━━ Provided records ━━
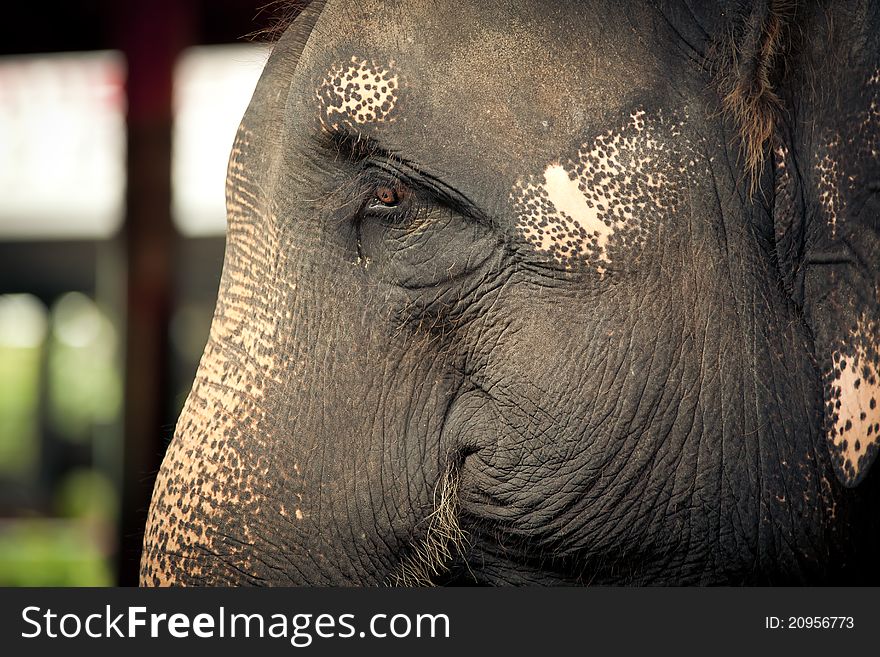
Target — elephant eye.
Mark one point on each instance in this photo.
(387, 196)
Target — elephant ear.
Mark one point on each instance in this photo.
(834, 134)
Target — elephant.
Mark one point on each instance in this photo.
(567, 292)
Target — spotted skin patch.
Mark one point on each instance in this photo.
(208, 476)
(359, 92)
(853, 406)
(610, 198)
(861, 145)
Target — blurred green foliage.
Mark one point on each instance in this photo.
(75, 366)
(51, 553)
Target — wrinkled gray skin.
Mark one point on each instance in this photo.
(499, 306)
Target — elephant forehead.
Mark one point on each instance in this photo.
(610, 198)
(469, 72)
(358, 92)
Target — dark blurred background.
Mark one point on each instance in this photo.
(116, 119)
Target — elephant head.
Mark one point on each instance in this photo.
(542, 292)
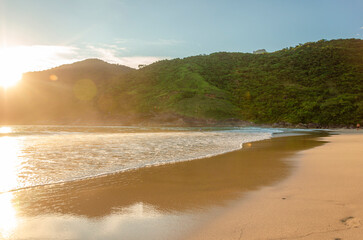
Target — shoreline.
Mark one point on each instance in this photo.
(175, 199)
(320, 200)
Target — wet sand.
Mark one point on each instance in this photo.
(160, 202)
(321, 200)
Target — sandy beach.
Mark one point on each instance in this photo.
(160, 202)
(322, 199)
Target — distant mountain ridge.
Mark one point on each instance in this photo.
(317, 82)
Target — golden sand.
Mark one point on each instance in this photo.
(322, 200)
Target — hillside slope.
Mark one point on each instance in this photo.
(317, 82)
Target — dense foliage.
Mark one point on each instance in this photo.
(317, 82)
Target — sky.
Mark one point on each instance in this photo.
(46, 33)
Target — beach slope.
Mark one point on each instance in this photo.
(321, 200)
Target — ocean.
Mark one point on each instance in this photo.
(41, 155)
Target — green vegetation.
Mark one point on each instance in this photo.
(317, 82)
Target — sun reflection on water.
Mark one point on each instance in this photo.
(8, 220)
(9, 152)
(9, 162)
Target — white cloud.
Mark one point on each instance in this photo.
(37, 57)
(111, 55)
(42, 57)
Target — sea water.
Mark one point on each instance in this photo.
(39, 155)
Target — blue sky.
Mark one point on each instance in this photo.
(141, 30)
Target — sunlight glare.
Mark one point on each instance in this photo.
(8, 220)
(9, 148)
(10, 72)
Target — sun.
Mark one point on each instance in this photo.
(10, 69)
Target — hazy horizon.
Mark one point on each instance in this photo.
(41, 34)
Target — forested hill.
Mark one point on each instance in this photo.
(317, 82)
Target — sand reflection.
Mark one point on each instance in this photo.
(158, 202)
(174, 187)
━━━
#### Try it:
Copy out each line of the data that holds the string "water".

#### Answer to this task:
Target — sun reflection on water.
Target — sea water.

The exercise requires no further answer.